= ASSIGNMENT =
The answer must consist of each line below that contains the string "path".

----

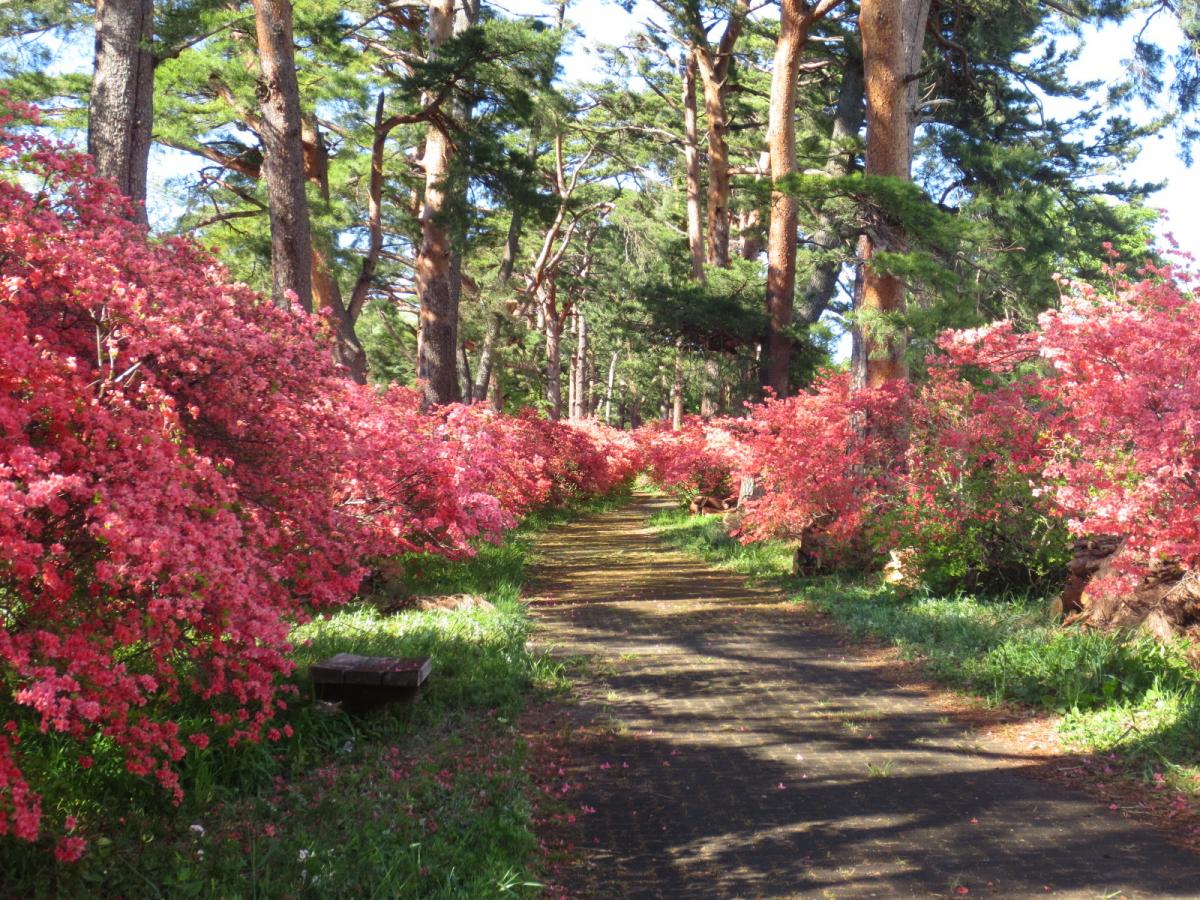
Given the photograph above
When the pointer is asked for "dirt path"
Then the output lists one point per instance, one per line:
(730, 750)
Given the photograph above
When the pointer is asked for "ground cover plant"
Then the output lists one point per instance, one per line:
(172, 508)
(437, 798)
(1116, 693)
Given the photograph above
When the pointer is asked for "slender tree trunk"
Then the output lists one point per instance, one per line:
(437, 369)
(691, 156)
(718, 250)
(496, 391)
(677, 390)
(487, 355)
(121, 107)
(283, 154)
(496, 319)
(465, 372)
(796, 18)
(327, 293)
(553, 366)
(815, 294)
(714, 72)
(571, 375)
(893, 34)
(709, 397)
(612, 378)
(581, 369)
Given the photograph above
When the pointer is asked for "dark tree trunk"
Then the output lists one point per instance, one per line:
(714, 69)
(496, 319)
(283, 154)
(711, 396)
(691, 157)
(796, 18)
(828, 244)
(121, 107)
(437, 369)
(677, 390)
(487, 357)
(893, 35)
(553, 366)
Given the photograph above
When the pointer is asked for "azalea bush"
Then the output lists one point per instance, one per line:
(823, 461)
(699, 460)
(185, 474)
(971, 507)
(1116, 417)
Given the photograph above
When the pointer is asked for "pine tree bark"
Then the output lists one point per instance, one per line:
(817, 291)
(677, 390)
(327, 293)
(279, 94)
(553, 365)
(581, 367)
(893, 34)
(437, 366)
(714, 73)
(796, 19)
(612, 378)
(120, 111)
(691, 159)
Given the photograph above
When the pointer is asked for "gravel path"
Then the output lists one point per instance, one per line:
(730, 749)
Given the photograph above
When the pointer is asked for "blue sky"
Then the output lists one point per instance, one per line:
(601, 22)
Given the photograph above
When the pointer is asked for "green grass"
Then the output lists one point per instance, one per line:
(423, 799)
(1120, 694)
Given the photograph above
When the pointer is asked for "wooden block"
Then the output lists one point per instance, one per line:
(408, 672)
(383, 671)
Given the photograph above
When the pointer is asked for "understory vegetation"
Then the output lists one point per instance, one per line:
(1116, 693)
(430, 798)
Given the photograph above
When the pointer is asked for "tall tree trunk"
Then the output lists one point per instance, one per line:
(496, 319)
(581, 367)
(796, 19)
(714, 72)
(487, 355)
(815, 294)
(677, 390)
(573, 373)
(121, 108)
(612, 378)
(283, 154)
(893, 34)
(465, 372)
(553, 365)
(327, 293)
(691, 157)
(437, 369)
(711, 396)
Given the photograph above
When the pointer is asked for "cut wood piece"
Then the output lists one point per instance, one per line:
(367, 681)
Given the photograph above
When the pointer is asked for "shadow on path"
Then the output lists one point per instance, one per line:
(736, 751)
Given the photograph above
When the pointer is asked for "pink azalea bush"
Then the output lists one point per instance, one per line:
(185, 474)
(1014, 442)
(969, 503)
(1122, 381)
(819, 468)
(700, 460)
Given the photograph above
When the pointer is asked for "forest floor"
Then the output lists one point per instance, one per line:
(724, 741)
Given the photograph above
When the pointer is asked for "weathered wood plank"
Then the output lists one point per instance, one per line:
(349, 669)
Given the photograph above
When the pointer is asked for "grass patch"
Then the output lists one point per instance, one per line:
(1120, 694)
(424, 799)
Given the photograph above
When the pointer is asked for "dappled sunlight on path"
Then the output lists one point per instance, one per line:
(731, 749)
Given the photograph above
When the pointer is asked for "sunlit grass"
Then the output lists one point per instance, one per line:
(1121, 694)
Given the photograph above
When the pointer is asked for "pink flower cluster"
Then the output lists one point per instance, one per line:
(185, 473)
(1092, 421)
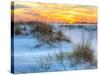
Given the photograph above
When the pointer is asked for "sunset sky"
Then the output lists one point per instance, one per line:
(47, 12)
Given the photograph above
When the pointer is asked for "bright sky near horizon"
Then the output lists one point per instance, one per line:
(51, 12)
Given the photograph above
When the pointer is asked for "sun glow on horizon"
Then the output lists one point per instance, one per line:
(50, 12)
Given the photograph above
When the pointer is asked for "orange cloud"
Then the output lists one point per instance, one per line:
(47, 12)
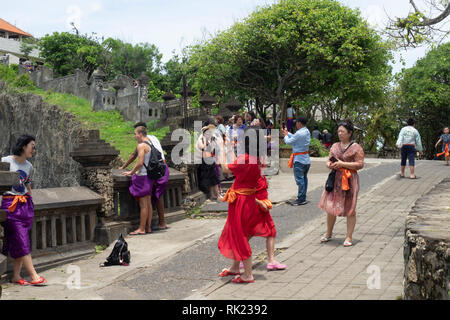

----

= TASK RESPONSE =
When the pointer is asked for "dirt path"
When the pointer is asked for "gravel path"
When the pointer is asked for "shadow on path"
When the pointer is asked for "dappled sunlight on path"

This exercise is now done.